◆ Directions for this task
Copy every row below with "even-odd rule" changed to "nonzero winding rule" and nothing else altered. Leave the pictures out.

◆ Data lines
● ● ● ● ● ● ●
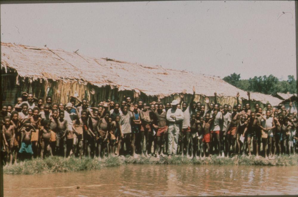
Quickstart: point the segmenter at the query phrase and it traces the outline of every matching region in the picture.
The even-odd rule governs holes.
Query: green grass
[[[39,173],[76,172],[97,170],[105,167],[116,166],[130,164],[151,165],[235,165],[290,166],[298,165],[298,156],[283,155],[276,156],[274,159],[265,159],[252,156],[235,156],[232,158],[218,158],[215,156],[204,159],[188,159],[180,156],[161,157],[139,157],[134,158],[129,156],[111,157],[99,160],[97,158],[84,157],[81,159],[75,157],[65,158],[54,156],[43,160],[33,159],[21,162],[12,165],[4,167],[7,174],[33,174]]]

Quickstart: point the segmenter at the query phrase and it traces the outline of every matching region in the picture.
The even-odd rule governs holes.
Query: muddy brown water
[[[298,167],[130,165],[97,170],[5,175],[5,196],[297,194]]]

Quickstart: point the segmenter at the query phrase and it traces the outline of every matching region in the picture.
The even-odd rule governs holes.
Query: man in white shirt
[[[216,104],[214,105],[214,108],[213,114],[212,115],[212,118],[214,119],[214,120],[213,123],[211,126],[210,139],[211,139],[212,140],[213,139],[213,138],[216,139],[216,140],[214,140],[214,142],[215,142],[215,141],[217,141],[218,156],[221,156],[221,145],[219,134],[221,130],[220,125],[223,119],[223,114],[221,112],[219,111],[219,110],[218,109],[219,107],[219,106],[218,104]],[[215,145],[215,143],[213,143],[213,144]],[[212,144],[212,143],[211,143],[211,144]],[[210,147],[210,150],[212,150],[212,149],[213,147]]]
[[[168,129],[168,153],[170,157],[172,154],[177,153],[178,139],[179,136],[179,124],[177,122],[183,120],[183,113],[180,109],[177,108],[178,102],[174,100],[171,103],[172,108],[167,113],[167,120],[169,122]]]

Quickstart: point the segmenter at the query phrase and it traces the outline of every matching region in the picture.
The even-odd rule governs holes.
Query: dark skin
● ● ● ● ● ● ●
◆ Result of this task
Quickstart: point the segmenter at the query phrase and it traces the outline of every matching region in the picture.
The nonzero winding rule governs holes.
Query: green grass
[[[39,173],[76,172],[97,170],[105,167],[116,166],[130,164],[151,165],[235,165],[290,166],[298,165],[298,156],[283,155],[276,156],[274,159],[265,159],[252,156],[235,156],[232,158],[218,158],[215,156],[204,159],[188,159],[180,156],[161,157],[139,157],[134,158],[129,156],[111,157],[99,160],[97,158],[84,157],[81,159],[75,157],[65,158],[54,156],[43,160],[33,159],[21,162],[12,165],[4,167],[7,174],[33,174]]]

Quickstart: point the segmenter at the query phrase and it traces the outline of every matching region in the picture.
The nonzero winding rule governs holes.
Query: muddy brown water
[[[298,167],[130,165],[97,170],[5,175],[5,196],[297,194]]]

Quickstart: point the segmenter at the query phrase and it traces the outline of every matching region in the picture.
The nonzero winding rule governs holes.
Query: man in white shirt
[[[216,104],[214,105],[214,108],[213,114],[212,115],[212,118],[214,119],[214,120],[213,123],[211,126],[210,139],[211,139],[212,140],[213,139],[213,138],[216,139],[216,140],[214,140],[214,142],[215,142],[215,141],[217,141],[218,156],[221,156],[221,145],[219,134],[221,130],[220,125],[223,119],[223,114],[221,112],[219,111],[219,110],[218,109],[219,107],[219,106],[218,104]],[[215,145],[215,143],[213,143],[213,144]],[[212,144],[212,143],[211,143],[211,144]],[[210,147],[210,150],[212,150],[212,149],[213,147]]]
[[[168,129],[168,153],[170,157],[172,154],[177,153],[178,139],[179,136],[179,124],[177,122],[183,120],[183,113],[180,109],[177,108],[178,102],[174,100],[171,103],[172,108],[167,113],[167,120],[169,122]]]

Quickstart: point the segmenter at the query phrase and it traces the outline of every matching region in the picture.
The nonzero winding rule governs holes.
Query: dark skin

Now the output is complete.